- Your instructions:
Give again, unaltered, the lines of the listing below that run from the line having "positive clicks: (229, 165)" through the line having "box: [114, 157, 133, 173]".
# # # # # # #
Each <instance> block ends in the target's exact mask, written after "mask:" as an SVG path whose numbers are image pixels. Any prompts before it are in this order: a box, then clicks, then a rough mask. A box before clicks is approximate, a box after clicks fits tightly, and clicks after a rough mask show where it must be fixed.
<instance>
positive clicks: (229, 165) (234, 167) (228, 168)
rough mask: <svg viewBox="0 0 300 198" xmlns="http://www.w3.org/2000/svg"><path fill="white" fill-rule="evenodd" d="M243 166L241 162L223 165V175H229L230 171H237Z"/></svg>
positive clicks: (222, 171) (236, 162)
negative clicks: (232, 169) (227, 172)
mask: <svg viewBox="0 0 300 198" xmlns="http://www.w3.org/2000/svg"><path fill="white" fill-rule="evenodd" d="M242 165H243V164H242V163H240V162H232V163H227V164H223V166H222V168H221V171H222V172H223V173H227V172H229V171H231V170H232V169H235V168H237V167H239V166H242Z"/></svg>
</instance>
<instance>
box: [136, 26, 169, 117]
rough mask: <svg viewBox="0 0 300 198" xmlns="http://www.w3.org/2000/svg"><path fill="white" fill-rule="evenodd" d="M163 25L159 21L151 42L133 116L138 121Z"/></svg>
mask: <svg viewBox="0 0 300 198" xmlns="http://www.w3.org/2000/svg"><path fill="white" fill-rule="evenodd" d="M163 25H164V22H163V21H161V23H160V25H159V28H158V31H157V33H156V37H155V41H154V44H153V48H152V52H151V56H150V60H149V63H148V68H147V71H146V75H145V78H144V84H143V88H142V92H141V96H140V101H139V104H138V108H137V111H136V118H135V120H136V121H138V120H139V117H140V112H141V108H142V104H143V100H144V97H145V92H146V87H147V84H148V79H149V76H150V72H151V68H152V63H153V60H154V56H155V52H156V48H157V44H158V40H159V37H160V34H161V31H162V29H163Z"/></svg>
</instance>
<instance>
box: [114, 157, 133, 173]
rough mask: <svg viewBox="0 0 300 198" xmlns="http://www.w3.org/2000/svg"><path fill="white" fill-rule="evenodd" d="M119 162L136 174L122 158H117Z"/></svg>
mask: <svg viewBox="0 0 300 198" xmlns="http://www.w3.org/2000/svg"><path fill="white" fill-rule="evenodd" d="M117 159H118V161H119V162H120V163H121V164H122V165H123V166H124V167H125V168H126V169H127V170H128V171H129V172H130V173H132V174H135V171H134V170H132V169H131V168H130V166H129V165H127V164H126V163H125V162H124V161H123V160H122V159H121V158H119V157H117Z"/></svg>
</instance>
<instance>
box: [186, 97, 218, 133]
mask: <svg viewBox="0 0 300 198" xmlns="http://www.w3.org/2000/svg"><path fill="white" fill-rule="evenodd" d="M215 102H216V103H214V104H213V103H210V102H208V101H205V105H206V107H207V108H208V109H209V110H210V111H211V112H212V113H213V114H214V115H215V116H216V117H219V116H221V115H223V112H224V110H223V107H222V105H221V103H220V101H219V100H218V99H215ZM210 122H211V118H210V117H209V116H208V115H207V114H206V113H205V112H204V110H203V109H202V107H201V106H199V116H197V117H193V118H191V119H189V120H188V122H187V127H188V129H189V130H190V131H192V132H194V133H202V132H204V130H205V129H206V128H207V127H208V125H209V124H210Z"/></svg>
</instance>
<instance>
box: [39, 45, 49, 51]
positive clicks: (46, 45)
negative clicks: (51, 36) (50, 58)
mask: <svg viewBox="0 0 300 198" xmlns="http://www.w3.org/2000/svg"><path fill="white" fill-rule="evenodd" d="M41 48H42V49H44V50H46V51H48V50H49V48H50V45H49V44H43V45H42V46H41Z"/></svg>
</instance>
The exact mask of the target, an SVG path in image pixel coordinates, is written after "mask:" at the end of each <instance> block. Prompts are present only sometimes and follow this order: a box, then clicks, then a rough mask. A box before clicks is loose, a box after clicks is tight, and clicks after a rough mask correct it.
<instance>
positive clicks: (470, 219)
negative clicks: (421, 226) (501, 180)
# # # # # # #
- Answer for this exercise:
positive clicks: (229, 165) (234, 167) (228, 168)
rough mask: <svg viewBox="0 0 300 198" xmlns="http://www.w3.org/2000/svg"><path fill="white" fill-rule="evenodd" d="M243 166L241 162L223 165V175H229L230 171H237Z"/></svg>
positive clicks: (222, 171) (236, 162)
negative clicks: (232, 169) (227, 172)
mask: <svg viewBox="0 0 300 198" xmlns="http://www.w3.org/2000/svg"><path fill="white" fill-rule="evenodd" d="M242 165H243V164H242V163H240V162H232V163H227V164H223V166H222V168H221V171H222V172H223V173H227V172H229V171H231V170H232V169H235V168H237V167H239V166H242Z"/></svg>
</instance>
<instance>
box: [136, 26, 169, 117]
rough mask: <svg viewBox="0 0 300 198" xmlns="http://www.w3.org/2000/svg"><path fill="white" fill-rule="evenodd" d="M163 25L159 21L151 42L133 116L138 121Z"/></svg>
mask: <svg viewBox="0 0 300 198" xmlns="http://www.w3.org/2000/svg"><path fill="white" fill-rule="evenodd" d="M163 25H164V22H163V21H161V23H160V25H159V28H158V31H157V33H156V37H155V41H154V44H153V48H152V52H151V56H150V60H149V63H148V68H147V71H146V75H145V78H144V84H143V88H142V92H141V96H140V101H139V104H138V108H137V111H136V118H135V120H136V121H138V120H139V117H140V112H141V108H142V104H143V100H144V97H145V92H146V87H147V84H148V79H149V76H150V72H151V68H152V63H153V60H154V56H155V52H156V48H157V44H158V40H159V37H160V34H161V31H162V29H163Z"/></svg>
</instance>
<instance>
box: [114, 157, 133, 173]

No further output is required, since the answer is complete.